WORK ORDER -
Images are to be excluded, and the rest of the data repeated exactly.

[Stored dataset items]
--------------------------------------------------

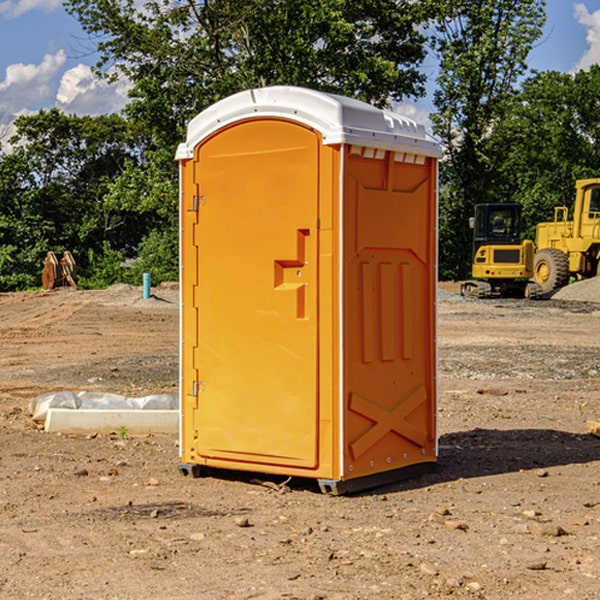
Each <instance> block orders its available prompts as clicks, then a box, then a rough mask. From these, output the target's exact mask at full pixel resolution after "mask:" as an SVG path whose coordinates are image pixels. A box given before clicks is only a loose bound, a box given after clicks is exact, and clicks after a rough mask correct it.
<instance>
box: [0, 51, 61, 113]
mask: <svg viewBox="0 0 600 600" xmlns="http://www.w3.org/2000/svg"><path fill="white" fill-rule="evenodd" d="M65 61H66V54H65V53H64V51H63V50H59V51H58V52H57V53H56V54H46V55H45V56H44V58H43V59H42V62H41V63H40V64H39V65H31V64H29V65H25V64H23V63H17V64H13V65H9V66H8V67H7V68H6V72H5V78H4V80H3V81H1V82H0V114H2V116H3V117H4V118H5V119H6V117H11V116H13V115H15V114H17V113H19V112H21V111H22V110H23V109H24V108H25V109H27V108H32V109H34V108H36V106H37V105H38V104H40V103H45V102H47V101H48V100H50V102H51V103H53V99H54V88H53V85H52V80H53V78H55V77H56V75H57V74H58V72H59V70H60V68H61V67H62V66H63V65H64V63H65Z"/></svg>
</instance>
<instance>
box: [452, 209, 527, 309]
mask: <svg viewBox="0 0 600 600" xmlns="http://www.w3.org/2000/svg"><path fill="white" fill-rule="evenodd" d="M521 210H522V207H521V205H520V204H507V203H502V204H500V203H495V204H491V203H488V204H477V205H475V213H474V216H473V217H472V218H471V219H470V225H471V226H472V228H473V265H472V269H471V270H472V277H473V279H472V280H470V281H465V282H464V283H463V284H462V286H461V294H462V295H463V296H471V297H475V298H490V297H493V296H502V297H517V298H525V297H527V298H529V297H535V296H536V295H537V293H536V290H537V286H535V284H530V282H529V279H530V278H531V277H532V276H533V257H534V250H535V248H534V244H533V242H532V241H531V240H523V241H522V240H521V230H522V226H523V220H522V217H521Z"/></svg>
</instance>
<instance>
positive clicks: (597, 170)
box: [494, 65, 600, 239]
mask: <svg viewBox="0 0 600 600" xmlns="http://www.w3.org/2000/svg"><path fill="white" fill-rule="evenodd" d="M598 94H600V66H598V65H593V66H592V67H591V68H590V69H589V71H579V72H578V73H576V74H575V75H571V74H566V73H557V72H544V73H537V74H536V75H534V76H533V77H530V78H529V79H528V80H526V81H525V82H524V84H523V87H522V91H521V93H520V94H519V96H518V98H517V100H518V102H515V103H514V105H513V107H512V111H511V113H510V114H508V115H507V116H506V118H505V119H504V120H503V122H502V123H501V124H500V125H499V126H498V127H497V128H496V134H495V140H494V143H495V144H496V145H497V147H498V150H500V149H501V150H502V153H503V157H504V158H503V161H502V163H501V164H500V165H499V168H498V172H499V175H500V177H501V179H502V180H503V181H504V182H505V183H504V192H505V194H506V195H507V196H510V197H511V198H512V199H513V200H514V201H516V202H520V203H521V204H523V207H524V215H525V217H526V219H527V222H528V224H529V227H528V230H527V237H529V238H530V239H534V237H535V224H536V223H537V222H540V221H548V220H552V219H553V209H554V207H555V206H561V205H564V206H567V207H571V206H572V203H573V200H574V198H575V180H576V179H585V178H588V177H598V176H599V175H600V172H599V171H598V165H599V164H600V106H598V102H597V98H598Z"/></svg>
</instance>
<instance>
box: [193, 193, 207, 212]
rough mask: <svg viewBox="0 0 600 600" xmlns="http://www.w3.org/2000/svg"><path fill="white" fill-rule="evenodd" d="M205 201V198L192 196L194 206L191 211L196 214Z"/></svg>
mask: <svg viewBox="0 0 600 600" xmlns="http://www.w3.org/2000/svg"><path fill="white" fill-rule="evenodd" d="M205 201H206V196H194V204H193V207H192V210H193V211H194V212H198V209H199V208H200V206H202V205H203V204H204V203H205Z"/></svg>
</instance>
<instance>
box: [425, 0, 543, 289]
mask: <svg viewBox="0 0 600 600" xmlns="http://www.w3.org/2000/svg"><path fill="white" fill-rule="evenodd" d="M544 8H545V0H494V1H492V0H476V1H473V0H440V14H441V15H442V18H440V19H438V20H437V22H436V27H435V28H436V36H435V38H434V40H433V45H434V49H435V51H436V53H437V55H438V57H439V60H440V74H439V76H438V79H437V85H438V87H437V89H436V91H435V93H434V104H435V106H436V113H435V114H434V115H433V116H432V120H433V123H434V131H435V133H436V134H437V135H438V136H440V138H441V140H442V142H443V144H444V146H445V150H446V159H447V160H446V163H445V164H444V165H443V166H442V171H441V176H442V184H443V186H442V191H443V193H442V195H441V198H440V208H441V210H440V219H441V220H440V247H441V251H440V272H441V275H442V276H443V277H451V278H464V277H465V276H466V275H467V274H468V265H469V264H470V250H471V236H470V232H469V229H468V217H469V216H471V215H472V210H473V205H474V204H476V203H477V202H490V201H497V200H499V199H500V197H499V194H498V192H497V189H498V188H497V187H496V181H497V173H498V168H499V165H500V164H501V162H502V160H503V156H502V153H499V152H495V151H494V150H497V149H498V148H499V146H498V145H497V144H494V143H492V140H493V137H494V131H495V129H496V128H497V127H498V125H499V124H500V123H502V121H503V119H505V118H506V116H507V114H508V113H509V112H510V110H511V107H512V105H513V102H514V96H515V91H516V86H517V84H518V82H519V79H520V78H521V77H522V76H523V74H524V73H525V72H526V71H527V62H526V60H527V55H528V54H529V51H530V50H531V47H532V44H533V43H534V42H535V40H536V39H538V38H539V37H540V35H541V32H542V26H543V24H544V21H545V11H544ZM502 199H503V198H502Z"/></svg>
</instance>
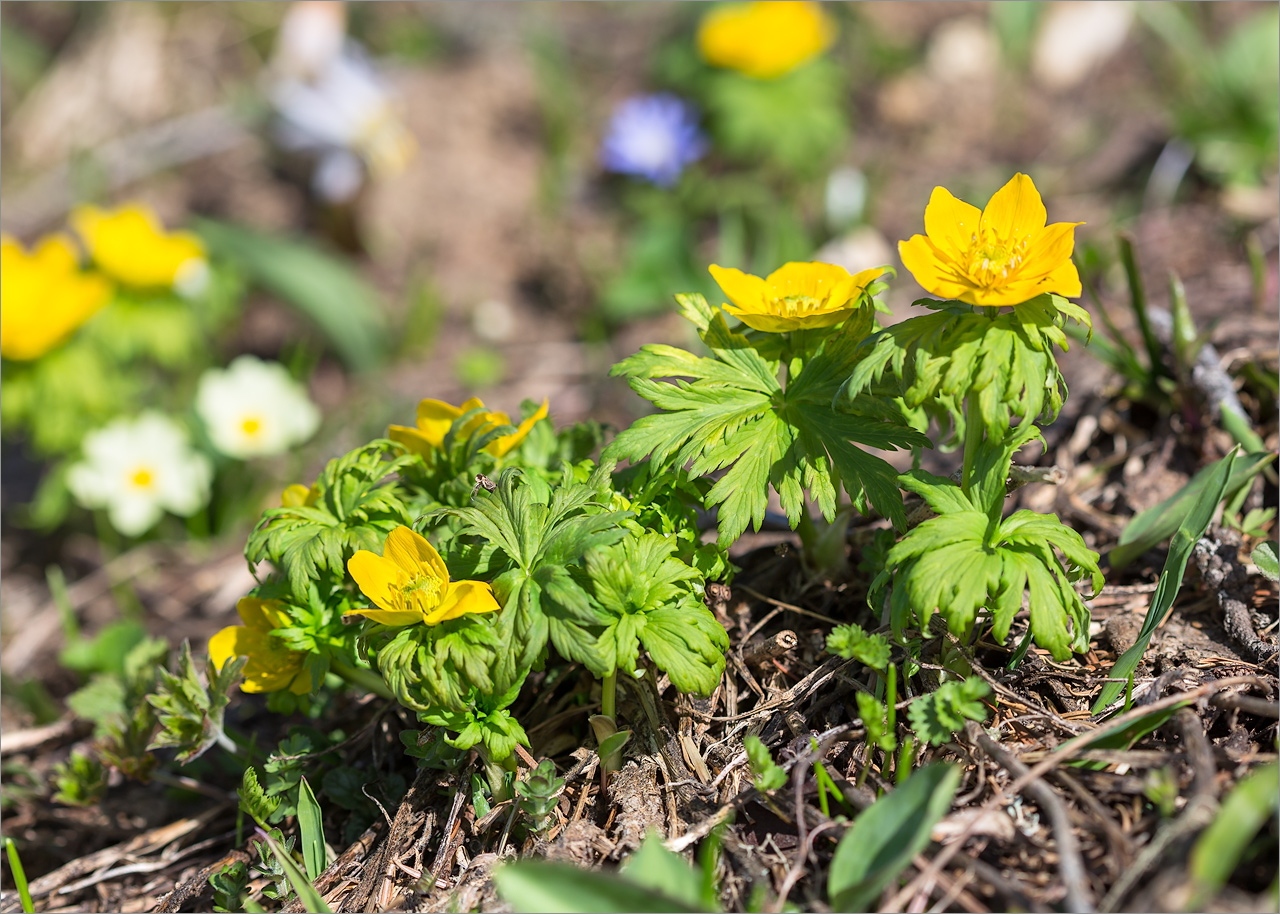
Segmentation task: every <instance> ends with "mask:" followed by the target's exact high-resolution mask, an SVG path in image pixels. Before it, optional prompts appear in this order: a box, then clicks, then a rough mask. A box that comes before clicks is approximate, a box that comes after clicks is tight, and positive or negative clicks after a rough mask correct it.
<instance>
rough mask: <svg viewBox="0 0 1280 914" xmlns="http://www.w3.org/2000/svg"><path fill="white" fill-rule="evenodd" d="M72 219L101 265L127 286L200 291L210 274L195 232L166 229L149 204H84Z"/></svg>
mask: <svg viewBox="0 0 1280 914" xmlns="http://www.w3.org/2000/svg"><path fill="white" fill-rule="evenodd" d="M70 223H72V225H73V227H74V229H76V232H78V233H79V236H81V238H83V239H84V246H86V247H87V248H88V253H90V256H91V257H92V259H93V262H95V264H97V265H99V268H100V269H101V270H102V271H104V273H106V274H109V275H111V277H114V278H115V279H119V280H120V282H122V283H124V284H125V285H134V287H138V288H156V287H173V288H178V289H179V291H182V292H198V291H200V288H201V287H202V285H204V283H205V282H206V280H207V277H209V265H207V262H206V261H205V246H204V245H202V243H201V242H200V238H197V237H196V236H193V234H191V233H189V232H172V233H166V232H165V230H164V225H161V224H160V220H159V219H157V218H156V214H155V212H152V211H151V210H150V209H147V207H146V206H142V205H140V204H129V205H127V206H122V207H120V209H118V210H115V211H114V212H108V211H105V210H100V209H99V207H96V206H78V207H76V210H74V211H73V212H72V218H70Z"/></svg>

--------------------------------------------------

PROBLEM SOLUTION -
Each <instance> block orders its available prompts as clicks, then a box, then a rough mask. From these, output the target's exact mask at full pixel resolution after "mask:" as an SVG path whose coordinates are image pixels. A box given before clicks is only a loose bound, a box given after clicks is exact, and clicks after a rough mask correct it.
<instance>
box: [0, 51, 61, 113]
mask: <svg viewBox="0 0 600 600" xmlns="http://www.w3.org/2000/svg"><path fill="white" fill-rule="evenodd" d="M65 61H66V54H65V53H64V51H63V50H59V51H58V52H57V53H56V54H46V55H45V56H44V58H43V59H42V62H41V63H40V64H39V65H31V64H29V65H25V64H23V63H17V64H13V65H9V66H8V67H7V68H6V72H5V78H4V80H3V81H1V82H0V114H2V116H3V117H4V118H5V119H6V117H11V116H13V115H15V114H17V113H19V112H21V111H22V110H23V109H24V108H25V109H27V108H32V109H34V108H36V106H37V105H38V104H40V103H45V102H47V101H48V100H50V102H51V103H53V99H54V88H53V85H52V80H53V78H55V77H56V75H57V74H58V72H59V70H60V68H61V67H62V66H63V65H64V63H65Z"/></svg>
</instance>
<instance>
box: [452, 209, 527, 309]
mask: <svg viewBox="0 0 600 600" xmlns="http://www.w3.org/2000/svg"><path fill="white" fill-rule="evenodd" d="M521 210H522V207H521V205H520V204H507V203H502V204H500V203H495V204H491V203H488V204H477V205H475V213H474V216H473V217H472V218H471V219H470V225H471V226H472V228H473V265H472V269H471V270H472V277H473V279H472V280H470V281H465V282H464V283H463V284H462V286H461V294H462V295H463V296H471V297H475V298H490V297H493V296H502V297H517V298H525V297H527V298H529V297H535V296H536V295H537V293H536V290H537V286H535V284H530V282H529V279H530V278H531V277H532V276H533V257H534V250H535V248H534V244H533V242H532V241H531V240H523V241H522V240H521V230H522V226H523V220H522V217H521Z"/></svg>
</instance>
<instance>
positive clicks: (597, 170)
box: [494, 65, 600, 239]
mask: <svg viewBox="0 0 600 600" xmlns="http://www.w3.org/2000/svg"><path fill="white" fill-rule="evenodd" d="M598 94H600V66H598V65H593V66H592V67H591V68H590V69H589V71H579V72H578V73H576V74H575V75H571V74H566V73H557V72H544V73H537V74H536V75H534V76H533V77H530V78H529V79H528V80H526V81H525V82H524V84H523V87H522V91H521V93H520V94H519V96H518V98H517V100H518V102H515V103H514V105H513V107H512V111H511V113H510V114H508V115H507V116H506V118H505V119H504V120H503V122H502V123H501V124H500V125H499V126H498V127H497V128H496V134H495V140H494V143H495V144H496V145H497V147H498V150H500V149H501V150H502V153H503V157H504V158H503V161H502V163H501V164H500V165H499V168H498V172H499V175H500V177H501V179H502V180H503V181H504V182H505V183H504V192H505V194H506V195H507V196H510V197H511V198H512V199H513V200H514V201H516V202H520V203H521V204H523V207H524V215H525V217H526V219H527V222H528V224H529V227H528V230H527V237H529V238H530V239H534V237H535V224H536V223H537V222H540V221H548V220H552V219H553V209H554V207H555V206H561V205H564V206H567V207H571V206H572V203H573V200H574V198H575V180H576V179H585V178H588V177H598V176H599V175H600V172H599V171H598V165H599V164H600V106H598V102H597V98H598Z"/></svg>
</instance>
<instance>
box: [193, 193, 207, 212]
rough mask: <svg viewBox="0 0 600 600" xmlns="http://www.w3.org/2000/svg"><path fill="white" fill-rule="evenodd" d="M205 201V198L192 196L194 206L191 211L196 214Z"/></svg>
mask: <svg viewBox="0 0 600 600" xmlns="http://www.w3.org/2000/svg"><path fill="white" fill-rule="evenodd" d="M205 201H206V196H194V204H193V207H192V210H193V211H194V212H198V209H199V208H200V206H202V205H203V204H204V203H205Z"/></svg>
</instance>
<instance>
box: [425, 0, 543, 289]
mask: <svg viewBox="0 0 600 600" xmlns="http://www.w3.org/2000/svg"><path fill="white" fill-rule="evenodd" d="M544 8H545V0H494V1H492V0H476V1H473V0H440V14H441V15H442V18H440V19H438V20H437V22H436V27H435V28H436V36H435V38H434V40H433V45H434V49H435V51H436V53H437V55H438V57H439V60H440V74H439V76H438V79H437V85H438V87H437V89H436V91H435V93H434V104H435V106H436V113H435V114H434V115H433V116H432V120H433V123H434V131H435V133H436V134H437V135H438V136H440V138H441V140H442V142H443V144H444V146H445V150H446V159H447V160H446V163H445V164H444V165H443V166H442V171H441V176H442V184H443V186H442V191H443V193H442V195H441V198H440V208H441V210H440V219H441V220H440V247H441V251H440V272H441V275H442V276H443V277H451V278H464V277H465V276H466V275H467V274H468V265H469V264H470V250H471V236H470V232H469V229H468V217H469V216H471V215H472V210H473V205H474V204H476V203H477V202H490V201H497V200H499V199H500V197H499V194H498V192H497V189H498V188H497V187H496V181H497V173H498V168H499V165H500V164H501V162H502V160H503V156H502V153H499V152H495V151H494V150H497V149H498V148H499V146H498V145H497V144H494V143H492V140H493V137H494V131H495V129H496V128H497V127H498V125H499V124H500V123H502V121H503V119H505V118H506V116H507V114H508V113H509V112H510V110H511V107H512V105H513V102H514V96H515V91H516V86H517V84H518V82H519V79H520V78H521V77H522V76H523V74H524V73H525V72H526V71H527V62H526V60H527V55H528V54H529V51H530V50H531V47H532V44H533V43H534V42H535V40H536V39H538V38H539V37H540V35H541V32H542V26H543V24H544V21H545V11H544ZM502 199H503V198H502Z"/></svg>
</instance>
Segmentation task: every <instance> ends with "mask:" followed by the target's exact high-resolution mask, an SVG path in image pixels. Before it, optional prompts appear in this order: a box, then clicks, then a rough mask. A box that comes before clicks is approximate, a box that comes after clicks is tight, and positive or negative clicks after a rough mask correct it.
<instance>
rough mask: <svg viewBox="0 0 1280 914" xmlns="http://www.w3.org/2000/svg"><path fill="white" fill-rule="evenodd" d="M72 219L101 265L127 286L200 291L210 274L195 232L166 229L149 204H84Z"/></svg>
mask: <svg viewBox="0 0 1280 914" xmlns="http://www.w3.org/2000/svg"><path fill="white" fill-rule="evenodd" d="M70 223H72V225H73V227H74V229H76V232H78V233H79V236H81V238H83V239H84V246H86V247H87V248H88V253H90V256H91V257H92V259H93V262H95V264H97V265H99V268H100V269H101V270H102V271H104V273H106V274H109V275H111V277H114V278H115V279H119V280H120V282H122V283H124V284H125V285H134V287H138V288H156V287H173V288H178V289H179V291H182V292H198V291H200V288H201V287H202V285H204V283H205V282H206V280H207V277H209V265H207V262H206V261H205V246H204V245H202V243H201V242H200V238H197V237H196V236H193V234H191V233H189V232H172V233H166V232H165V230H164V225H161V224H160V220H159V219H157V218H156V214H155V212H152V211H151V210H150V209H147V207H146V206H142V205H140V204H129V205H127V206H122V207H120V209H118V210H115V211H114V212H108V211H105V210H100V209H99V207H96V206H78V207H76V210H74V211H73V212H72V218H70Z"/></svg>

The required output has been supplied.